DIRECTIONS FOR THIS TASK: Show every line of the items below that contains the word "rushing". Case counts.

RECORDS FOR THE TASK:
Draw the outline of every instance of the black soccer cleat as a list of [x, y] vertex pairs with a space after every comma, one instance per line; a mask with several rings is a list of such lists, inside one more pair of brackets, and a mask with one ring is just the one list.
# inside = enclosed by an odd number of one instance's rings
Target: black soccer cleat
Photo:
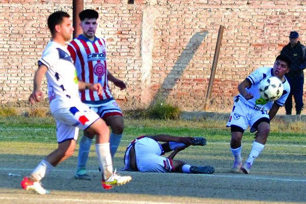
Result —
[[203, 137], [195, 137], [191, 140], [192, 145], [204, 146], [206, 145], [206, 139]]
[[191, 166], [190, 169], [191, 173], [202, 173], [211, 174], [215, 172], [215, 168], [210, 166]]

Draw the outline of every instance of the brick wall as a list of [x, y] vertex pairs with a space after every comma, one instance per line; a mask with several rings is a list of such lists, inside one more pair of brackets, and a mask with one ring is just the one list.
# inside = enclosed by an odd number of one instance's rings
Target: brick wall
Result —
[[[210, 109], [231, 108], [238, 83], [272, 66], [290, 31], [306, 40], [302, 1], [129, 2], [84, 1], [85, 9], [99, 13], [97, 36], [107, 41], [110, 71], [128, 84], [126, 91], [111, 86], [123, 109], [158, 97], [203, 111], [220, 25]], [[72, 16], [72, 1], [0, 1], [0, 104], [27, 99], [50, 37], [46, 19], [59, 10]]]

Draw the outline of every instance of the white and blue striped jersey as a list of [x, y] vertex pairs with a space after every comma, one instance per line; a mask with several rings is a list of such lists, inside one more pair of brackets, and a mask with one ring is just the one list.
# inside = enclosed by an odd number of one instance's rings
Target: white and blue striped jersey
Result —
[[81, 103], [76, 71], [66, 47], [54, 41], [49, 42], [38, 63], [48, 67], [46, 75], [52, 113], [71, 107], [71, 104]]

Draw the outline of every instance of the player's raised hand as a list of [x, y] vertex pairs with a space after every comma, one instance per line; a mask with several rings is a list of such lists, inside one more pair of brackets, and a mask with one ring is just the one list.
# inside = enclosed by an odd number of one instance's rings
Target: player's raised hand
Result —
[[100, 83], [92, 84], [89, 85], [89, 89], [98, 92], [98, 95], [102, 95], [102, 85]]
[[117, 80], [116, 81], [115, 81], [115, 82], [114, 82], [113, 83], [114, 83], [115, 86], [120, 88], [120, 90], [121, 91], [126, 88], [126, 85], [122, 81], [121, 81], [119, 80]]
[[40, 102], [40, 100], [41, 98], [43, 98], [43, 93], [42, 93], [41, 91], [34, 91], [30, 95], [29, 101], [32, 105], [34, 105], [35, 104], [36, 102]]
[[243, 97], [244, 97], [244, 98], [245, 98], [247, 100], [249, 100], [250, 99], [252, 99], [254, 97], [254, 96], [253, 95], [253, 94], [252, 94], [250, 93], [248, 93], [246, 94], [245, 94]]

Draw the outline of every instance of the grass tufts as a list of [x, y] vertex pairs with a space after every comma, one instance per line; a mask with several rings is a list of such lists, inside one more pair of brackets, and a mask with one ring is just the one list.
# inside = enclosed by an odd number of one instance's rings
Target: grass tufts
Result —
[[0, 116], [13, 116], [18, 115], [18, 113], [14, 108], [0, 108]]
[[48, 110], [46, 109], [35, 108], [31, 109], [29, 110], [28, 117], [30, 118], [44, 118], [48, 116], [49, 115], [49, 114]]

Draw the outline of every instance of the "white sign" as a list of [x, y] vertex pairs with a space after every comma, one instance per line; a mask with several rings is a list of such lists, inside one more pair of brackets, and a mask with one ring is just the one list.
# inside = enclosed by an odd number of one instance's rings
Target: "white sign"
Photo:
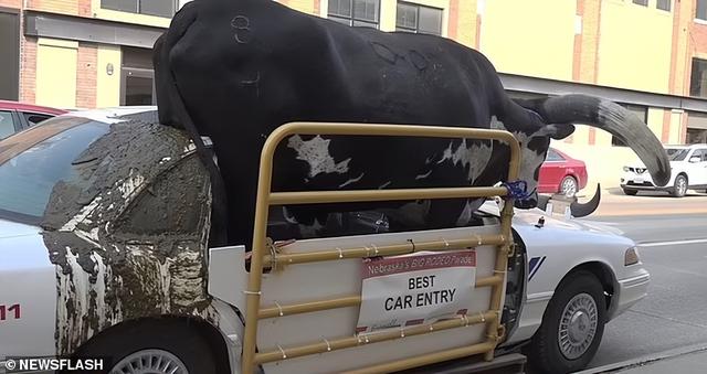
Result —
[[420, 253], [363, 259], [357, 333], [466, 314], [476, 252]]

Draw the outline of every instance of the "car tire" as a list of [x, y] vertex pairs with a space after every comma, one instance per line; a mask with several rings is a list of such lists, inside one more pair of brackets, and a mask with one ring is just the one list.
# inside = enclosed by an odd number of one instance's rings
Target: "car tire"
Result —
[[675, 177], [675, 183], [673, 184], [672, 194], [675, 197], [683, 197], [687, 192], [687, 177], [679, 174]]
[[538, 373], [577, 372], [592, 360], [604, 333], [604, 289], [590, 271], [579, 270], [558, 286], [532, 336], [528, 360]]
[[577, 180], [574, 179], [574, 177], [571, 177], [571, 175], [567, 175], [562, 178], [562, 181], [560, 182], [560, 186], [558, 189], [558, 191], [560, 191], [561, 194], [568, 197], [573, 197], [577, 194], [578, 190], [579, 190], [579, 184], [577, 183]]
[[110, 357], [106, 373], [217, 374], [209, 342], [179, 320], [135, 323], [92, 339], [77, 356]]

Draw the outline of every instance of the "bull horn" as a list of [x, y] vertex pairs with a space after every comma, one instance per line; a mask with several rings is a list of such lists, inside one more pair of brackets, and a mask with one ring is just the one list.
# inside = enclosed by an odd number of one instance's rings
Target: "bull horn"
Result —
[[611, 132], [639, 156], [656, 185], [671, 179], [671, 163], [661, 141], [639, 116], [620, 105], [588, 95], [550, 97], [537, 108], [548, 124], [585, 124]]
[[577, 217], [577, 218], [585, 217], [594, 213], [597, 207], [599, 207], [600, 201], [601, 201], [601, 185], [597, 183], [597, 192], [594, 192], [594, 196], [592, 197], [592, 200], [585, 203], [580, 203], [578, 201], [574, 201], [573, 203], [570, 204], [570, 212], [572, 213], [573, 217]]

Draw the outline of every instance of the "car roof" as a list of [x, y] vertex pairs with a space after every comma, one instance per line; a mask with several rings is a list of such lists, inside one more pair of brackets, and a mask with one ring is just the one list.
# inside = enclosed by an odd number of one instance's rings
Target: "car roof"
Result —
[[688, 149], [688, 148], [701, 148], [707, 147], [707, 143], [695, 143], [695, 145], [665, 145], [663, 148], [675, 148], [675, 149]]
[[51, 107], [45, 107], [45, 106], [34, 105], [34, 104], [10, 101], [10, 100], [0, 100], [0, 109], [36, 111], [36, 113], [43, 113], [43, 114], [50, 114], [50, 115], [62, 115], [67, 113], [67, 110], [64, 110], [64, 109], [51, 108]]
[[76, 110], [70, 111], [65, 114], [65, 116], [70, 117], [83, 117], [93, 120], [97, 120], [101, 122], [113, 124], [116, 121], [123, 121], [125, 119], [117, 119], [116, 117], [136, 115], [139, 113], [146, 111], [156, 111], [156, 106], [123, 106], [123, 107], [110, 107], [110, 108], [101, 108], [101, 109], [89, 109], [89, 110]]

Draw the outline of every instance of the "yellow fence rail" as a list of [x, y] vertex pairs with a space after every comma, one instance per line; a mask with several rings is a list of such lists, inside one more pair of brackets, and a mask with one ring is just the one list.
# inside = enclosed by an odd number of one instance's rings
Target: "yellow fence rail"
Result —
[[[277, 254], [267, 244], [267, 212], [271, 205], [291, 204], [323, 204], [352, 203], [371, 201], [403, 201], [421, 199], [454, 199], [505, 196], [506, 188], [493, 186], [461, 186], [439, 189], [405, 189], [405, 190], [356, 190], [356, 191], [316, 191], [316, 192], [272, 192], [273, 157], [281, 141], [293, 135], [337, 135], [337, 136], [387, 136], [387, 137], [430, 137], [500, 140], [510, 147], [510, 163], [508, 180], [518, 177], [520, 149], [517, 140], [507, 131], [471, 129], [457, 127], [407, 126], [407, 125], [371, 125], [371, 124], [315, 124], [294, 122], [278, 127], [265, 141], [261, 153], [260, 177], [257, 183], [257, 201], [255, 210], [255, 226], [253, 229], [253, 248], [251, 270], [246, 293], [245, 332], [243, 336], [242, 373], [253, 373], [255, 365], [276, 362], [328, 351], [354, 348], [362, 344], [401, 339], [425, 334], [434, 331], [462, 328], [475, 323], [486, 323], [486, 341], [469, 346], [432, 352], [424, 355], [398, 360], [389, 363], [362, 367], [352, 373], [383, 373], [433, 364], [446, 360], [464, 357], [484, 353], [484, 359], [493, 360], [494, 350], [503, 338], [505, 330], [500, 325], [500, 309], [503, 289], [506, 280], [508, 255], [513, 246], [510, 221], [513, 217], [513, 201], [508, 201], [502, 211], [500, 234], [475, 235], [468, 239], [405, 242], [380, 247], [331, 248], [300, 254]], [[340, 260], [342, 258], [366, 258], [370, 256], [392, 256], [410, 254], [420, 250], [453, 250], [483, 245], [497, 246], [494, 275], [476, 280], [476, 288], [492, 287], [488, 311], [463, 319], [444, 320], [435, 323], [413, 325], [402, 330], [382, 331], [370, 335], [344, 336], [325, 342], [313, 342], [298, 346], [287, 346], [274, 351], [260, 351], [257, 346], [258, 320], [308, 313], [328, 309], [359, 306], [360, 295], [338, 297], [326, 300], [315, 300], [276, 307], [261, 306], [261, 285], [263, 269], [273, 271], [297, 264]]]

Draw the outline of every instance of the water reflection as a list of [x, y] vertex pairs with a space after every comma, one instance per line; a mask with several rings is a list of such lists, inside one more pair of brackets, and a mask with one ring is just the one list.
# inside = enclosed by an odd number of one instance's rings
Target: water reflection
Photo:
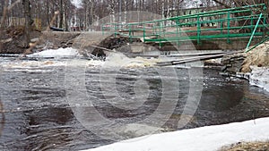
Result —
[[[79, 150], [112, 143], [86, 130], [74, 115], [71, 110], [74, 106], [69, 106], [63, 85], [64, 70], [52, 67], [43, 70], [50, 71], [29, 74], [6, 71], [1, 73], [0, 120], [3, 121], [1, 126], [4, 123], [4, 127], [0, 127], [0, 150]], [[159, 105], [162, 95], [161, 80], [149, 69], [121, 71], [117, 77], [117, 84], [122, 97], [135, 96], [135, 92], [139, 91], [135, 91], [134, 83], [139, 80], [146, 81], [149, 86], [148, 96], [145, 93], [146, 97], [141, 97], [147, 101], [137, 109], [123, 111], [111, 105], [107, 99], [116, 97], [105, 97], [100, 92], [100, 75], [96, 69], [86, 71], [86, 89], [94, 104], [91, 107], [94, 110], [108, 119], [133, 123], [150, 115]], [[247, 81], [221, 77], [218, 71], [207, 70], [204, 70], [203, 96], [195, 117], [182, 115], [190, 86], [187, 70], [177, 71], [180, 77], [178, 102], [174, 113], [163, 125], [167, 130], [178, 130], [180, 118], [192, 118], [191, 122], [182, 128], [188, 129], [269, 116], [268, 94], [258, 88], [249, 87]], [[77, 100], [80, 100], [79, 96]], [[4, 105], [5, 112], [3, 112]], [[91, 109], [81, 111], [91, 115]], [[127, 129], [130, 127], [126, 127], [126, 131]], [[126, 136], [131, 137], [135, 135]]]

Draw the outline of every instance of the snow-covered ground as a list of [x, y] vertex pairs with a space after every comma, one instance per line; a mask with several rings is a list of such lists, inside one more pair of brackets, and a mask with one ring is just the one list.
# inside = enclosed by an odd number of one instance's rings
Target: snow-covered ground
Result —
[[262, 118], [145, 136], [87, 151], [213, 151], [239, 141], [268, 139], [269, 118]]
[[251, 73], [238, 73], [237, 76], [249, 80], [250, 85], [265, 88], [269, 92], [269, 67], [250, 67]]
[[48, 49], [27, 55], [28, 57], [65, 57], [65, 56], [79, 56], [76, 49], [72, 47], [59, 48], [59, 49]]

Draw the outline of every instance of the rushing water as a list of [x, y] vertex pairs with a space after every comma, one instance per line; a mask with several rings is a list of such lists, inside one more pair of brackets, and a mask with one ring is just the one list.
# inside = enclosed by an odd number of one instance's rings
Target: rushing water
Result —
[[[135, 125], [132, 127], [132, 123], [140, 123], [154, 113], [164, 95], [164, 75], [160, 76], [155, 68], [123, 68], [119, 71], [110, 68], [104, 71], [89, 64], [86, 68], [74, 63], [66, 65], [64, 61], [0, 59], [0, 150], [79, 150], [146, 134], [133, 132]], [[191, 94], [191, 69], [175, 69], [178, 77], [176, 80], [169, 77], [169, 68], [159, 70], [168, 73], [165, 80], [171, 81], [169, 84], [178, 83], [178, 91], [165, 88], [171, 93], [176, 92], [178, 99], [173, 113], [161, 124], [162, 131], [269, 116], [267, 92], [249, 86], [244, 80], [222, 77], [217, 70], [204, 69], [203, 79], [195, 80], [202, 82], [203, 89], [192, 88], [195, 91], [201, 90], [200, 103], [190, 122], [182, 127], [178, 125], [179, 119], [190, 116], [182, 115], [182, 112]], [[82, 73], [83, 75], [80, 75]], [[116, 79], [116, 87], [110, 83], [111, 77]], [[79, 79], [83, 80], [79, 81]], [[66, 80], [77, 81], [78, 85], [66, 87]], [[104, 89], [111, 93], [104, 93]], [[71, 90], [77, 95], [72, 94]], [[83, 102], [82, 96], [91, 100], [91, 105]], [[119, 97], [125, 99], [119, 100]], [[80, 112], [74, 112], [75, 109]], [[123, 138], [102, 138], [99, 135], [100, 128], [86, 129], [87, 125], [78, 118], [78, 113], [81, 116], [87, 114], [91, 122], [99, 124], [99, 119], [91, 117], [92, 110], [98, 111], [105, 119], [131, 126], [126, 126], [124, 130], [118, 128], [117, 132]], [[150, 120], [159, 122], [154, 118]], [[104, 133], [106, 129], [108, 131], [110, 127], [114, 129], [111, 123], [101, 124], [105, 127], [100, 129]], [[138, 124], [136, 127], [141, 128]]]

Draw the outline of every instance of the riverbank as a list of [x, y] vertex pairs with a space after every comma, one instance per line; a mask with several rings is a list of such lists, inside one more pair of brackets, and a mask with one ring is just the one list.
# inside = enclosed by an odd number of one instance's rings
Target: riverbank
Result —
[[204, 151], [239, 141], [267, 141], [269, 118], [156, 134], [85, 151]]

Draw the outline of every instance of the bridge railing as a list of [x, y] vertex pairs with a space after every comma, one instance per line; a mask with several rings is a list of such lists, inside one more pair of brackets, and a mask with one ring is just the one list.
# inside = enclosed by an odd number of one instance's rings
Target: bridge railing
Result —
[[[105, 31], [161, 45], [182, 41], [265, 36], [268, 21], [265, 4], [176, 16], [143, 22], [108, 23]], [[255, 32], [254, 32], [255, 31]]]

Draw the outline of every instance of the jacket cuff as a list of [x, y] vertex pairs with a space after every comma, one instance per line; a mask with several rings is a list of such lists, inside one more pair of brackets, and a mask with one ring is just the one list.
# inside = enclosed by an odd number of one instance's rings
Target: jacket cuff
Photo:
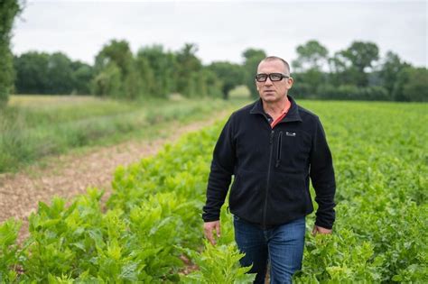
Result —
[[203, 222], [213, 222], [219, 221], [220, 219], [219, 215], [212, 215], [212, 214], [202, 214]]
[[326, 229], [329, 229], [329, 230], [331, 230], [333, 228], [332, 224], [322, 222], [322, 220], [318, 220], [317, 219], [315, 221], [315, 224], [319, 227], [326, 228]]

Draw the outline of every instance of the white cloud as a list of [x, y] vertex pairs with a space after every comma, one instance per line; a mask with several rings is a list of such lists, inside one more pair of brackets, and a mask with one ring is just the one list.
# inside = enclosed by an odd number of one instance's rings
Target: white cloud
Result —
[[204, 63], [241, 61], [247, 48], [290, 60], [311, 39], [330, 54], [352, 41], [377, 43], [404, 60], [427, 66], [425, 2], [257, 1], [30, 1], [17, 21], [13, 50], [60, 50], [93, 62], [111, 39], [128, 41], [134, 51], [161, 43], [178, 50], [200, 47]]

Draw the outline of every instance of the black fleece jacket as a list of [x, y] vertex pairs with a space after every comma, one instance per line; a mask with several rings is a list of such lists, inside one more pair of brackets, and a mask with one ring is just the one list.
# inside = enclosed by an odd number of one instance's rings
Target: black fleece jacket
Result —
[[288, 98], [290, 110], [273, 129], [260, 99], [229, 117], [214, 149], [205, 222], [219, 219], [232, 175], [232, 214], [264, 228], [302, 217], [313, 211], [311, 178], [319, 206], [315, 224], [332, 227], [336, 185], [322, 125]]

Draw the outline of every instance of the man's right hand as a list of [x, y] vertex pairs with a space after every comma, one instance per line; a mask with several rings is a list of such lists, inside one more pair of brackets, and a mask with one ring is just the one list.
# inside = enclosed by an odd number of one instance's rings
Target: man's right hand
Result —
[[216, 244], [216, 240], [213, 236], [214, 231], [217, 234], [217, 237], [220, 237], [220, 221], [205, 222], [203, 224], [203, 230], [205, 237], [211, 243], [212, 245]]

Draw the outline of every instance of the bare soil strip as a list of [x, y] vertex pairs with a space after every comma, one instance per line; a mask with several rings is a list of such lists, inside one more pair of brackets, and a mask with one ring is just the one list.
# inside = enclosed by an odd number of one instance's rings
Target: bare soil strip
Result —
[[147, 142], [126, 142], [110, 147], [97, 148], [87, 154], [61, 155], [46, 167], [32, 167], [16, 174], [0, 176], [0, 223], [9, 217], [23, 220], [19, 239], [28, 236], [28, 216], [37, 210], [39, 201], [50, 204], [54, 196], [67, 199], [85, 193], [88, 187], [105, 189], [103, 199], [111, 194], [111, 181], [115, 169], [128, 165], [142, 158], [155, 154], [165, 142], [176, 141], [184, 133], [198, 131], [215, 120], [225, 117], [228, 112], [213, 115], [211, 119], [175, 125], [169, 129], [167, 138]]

RESULT OF THIS EXERCISE:
Draw the outline of every instance of the rushing water as a list of [x, y] vertex pairs with a space after every comma, one instance per line; a mask with several rings is a list of such lists, inside one more pair of brackets, and a mask with one ring is just the one list.
Target: rushing water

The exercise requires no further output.